Present the lines below as a numbered list, skipping blank lines and leaving the pictures out.

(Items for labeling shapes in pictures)

==*==

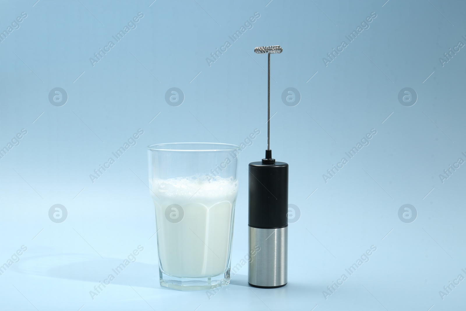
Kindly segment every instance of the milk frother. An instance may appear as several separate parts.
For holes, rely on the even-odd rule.
[[[250,254],[255,256],[248,264],[248,282],[256,287],[275,288],[288,282],[288,164],[275,161],[270,150],[270,54],[283,49],[274,45],[254,51],[268,56],[267,149],[265,159],[249,163],[248,167],[248,244]]]

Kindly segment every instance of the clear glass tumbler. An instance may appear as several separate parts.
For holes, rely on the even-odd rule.
[[[210,143],[148,148],[160,285],[189,290],[228,284],[241,149]]]

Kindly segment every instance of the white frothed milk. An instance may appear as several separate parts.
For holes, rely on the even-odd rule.
[[[152,186],[163,271],[188,277],[224,273],[238,181],[196,176],[154,179]]]

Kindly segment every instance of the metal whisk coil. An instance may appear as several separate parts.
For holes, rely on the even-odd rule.
[[[283,51],[280,45],[270,45],[267,47],[258,47],[254,49],[254,51],[258,54],[278,54]]]

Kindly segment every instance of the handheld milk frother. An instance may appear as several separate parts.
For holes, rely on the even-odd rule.
[[[254,51],[268,56],[267,150],[265,159],[249,166],[249,248],[255,256],[249,263],[248,282],[274,288],[288,282],[288,164],[275,162],[270,150],[270,54],[283,49],[274,45]]]

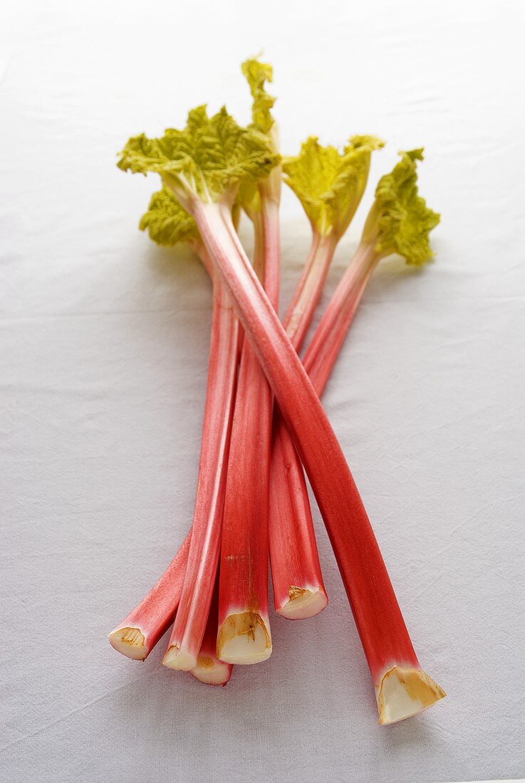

==*==

* RESPONSE FOR THIS EXERCISE:
1. Kindly segment every instance of the milk frother. An instance may appear as several separate parts.
2. For holes, rely on the even-odd rule.
3. [[[250,254],[255,256],[248,264],[248,282],[256,287],[275,288],[288,282],[288,164],[275,161],[270,150],[270,54],[283,49],[274,45],[254,51],[268,56],[267,149],[265,159],[249,163],[248,167],[248,244]]]
4. Kindly segment every instance of the clear glass tumbler. An instance may appear as several separate parts.
5. For holes, rely on the even-odd rule.
6. [[[210,143],[148,148],[160,285],[189,290],[228,284],[241,149]]]
7. Kindly segment every instance of the white frothed milk. An instance may appear as several separate parts.
8. For holes, rely on the even-odd rule.
9. [[[152,186],[163,271],[188,277],[224,273],[238,181],[196,176],[154,179]]]
10. Kindly segment every instance of the metal whisk coil. An instance may appear as several separate parts.
11. For holes, rely on the even-odd rule.
12. [[[283,51],[280,45],[270,45],[267,47],[258,47],[254,49],[254,51],[258,54],[278,54]]]
13. Kindly segment every instance of the handheld milk frother. An instance may appear as several separate parts.
14. For holes, rely on the even-odd rule.
15. [[[254,51],[268,56],[267,150],[265,159],[249,166],[249,248],[255,256],[249,263],[248,282],[274,288],[288,282],[288,164],[275,162],[270,150],[270,54],[283,49],[274,45]]]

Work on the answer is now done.